■ **À faire**
1. Dans l'article sur la femme 2.0, relevez toutes les femmes nommées dans le paragraphe qui suit l'intertitre « Paroles, paroles ».
2. D'après l'article sur la femme 2.0, qu'est-ce que Jean Ferrat chantait déjà du temps de leurs mères ?
3. Poursuivez, s'il vous plaît, l'article sur la femme 2.0 à la suite de sa dernière phrase.

■ **Extrait fourni**
● ● ● ●

Rédigé par Cilou de Bruyn pour Studéo

Sur tous les fronts, elles s’expriment et risquent, osent et s’exposent. Elles prônent la complémentarité au lieu de l’égalité hommes/femmes, solidaires plutôt que rivales. Jean Ferrat le chantait déjà du temps de leurs mères : la femme est l’avenir de l’homme. Et s’il n’avait pas tellement tort ?

Propulsé par les réseaux sociaux, le web 2.0, participatif et interactif, favorise l’échange et la liberté d’expression. La femme 2.0, elle aussi, prend place au cœur de la vie sociale, économique et politique. Féministes d’un troisième type, alors que leurs mères militaient pour la libération des femmes et brûlaient leur soutien-gorge avec le MLF, cette génération-ci revendique la libération de la parole.

Paroles, paroles

À l’inverse des revendications de Mai 68, cette jeunesse n’est plus guidée par un idéal politique unifiant, mais tend à déverrouiller la parole sur tous les enjeux qui touchent en particulier les minorités. Les jeunes femmes en particulier font remonter des récits qu’on n’avait jamais entendus et s’appuient sur leurs expériences intimes pour aborder le racisme, l’homophobie, les inégalités que la société passait sous silence jusqu’à il y a peu. Elles s’expriment à travers la culture hip-hop ou le slam comme l’activiste LGBTQI+ Joëlle Sambi, elles se balancent et se déhanchent comme Angèle, chanteuse glamour, utilisent l’écriture comme Adeline Dieudonné. Si elles désertent la politique – sans doute moins désireuses de puissance et de pouvoir – elles s’investissent pour la planète et le climat, telles Anuna De Wever et Adélaïde Charlier. Elles préfèrent se faire entrepreneuses, influenceuses ou bosser dans une start-up, mais, bien que toujours minoritaires, sont cependant de plus en plus nombreuses à percer le plafond de verre à la tête des entreprises.

● ● ● ●

■ **Données fournies**
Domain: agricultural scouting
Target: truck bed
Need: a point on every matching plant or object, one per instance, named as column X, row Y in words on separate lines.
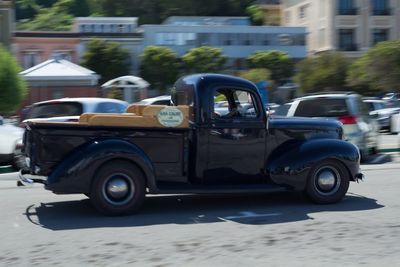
column 47, row 144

● ● ● ●

■ **Réponses**
1. Joëlle Sambi, Angèle, Adeline Dieudonné, Anuna De Wever, Adélaïde Charlier

2. La femme est l'avenir de l'homme.

3.
 

Complémentarité

Ce n’est plus l’égalité homme/femme qu’elles briguent, rejetant au passage les rôles traditionnels genrés d’office, mais revendiquent plutôt la complémentarité et l’altérité. « Ce n’est pas une guerre contre les hommes, mais une manière plus inclusive de penser la lutte contre la domination masculine », disent-elles. Trois causes leur tiennent particulièrement à cœur : les inégalités au travail, les abus sexuels et les injonctions sociales pesant sur le corps et l’apparence et avouent volontiers se sentir sous une pression plus importante que les garçons. 

Alors elles dénoncent le harcèlement sexuel, les féminicides, et les violences faites aux femmes, grâce aux combats du mouvement #metoo avec le web comme arme. Au risque de se prendre ensuite la double peine, celle de ne pas être crues et d’être mises ensuite de côté. Monica Lewinsky n’a plus de boulot, Tristane Banon s’interdit les décolletés, Adèle Haenel n’apparaît plus sur nos écrans. Et, 6,2 % des plaintes aboutissent à une condamnation.

La femme 2,0 s’enrobe aussi de légèreté, veut se sentir belle, comme ça lui chante, en toute liberté. Maquillée ou pas maquillée, en talons ou en baskets, en jogging ou en mini-jupe, topless ou en T-shirt. Juste pour se faire du bien, se sentir puissante, forte et confiante, pour célébrer son corps tel qu’il est, en dehors des stéréotypes clichés – et bien sûr sans être une femme-objet, « support passif du désir des hommes ». Serait-ce le frémissement d’une multiplicité de beautés et d’une multiplicité de féminités ?


Leur premier bébé, elles le font en moyenne à 31 ans – seule, avec une autre femme ou un mari – mais remettent en question le devoir de maternité, toujours survalorisé. Une femme qui ne veut pas d’enfants a sans doute plus réfléchi au sujet, encore tabou, que celle qui en veut. « Je trouve égoïste de faire venir au monde un enfant sans penser à l’impact psychologique pour lui et écologique pour la planète », dit Céline, 32 ans.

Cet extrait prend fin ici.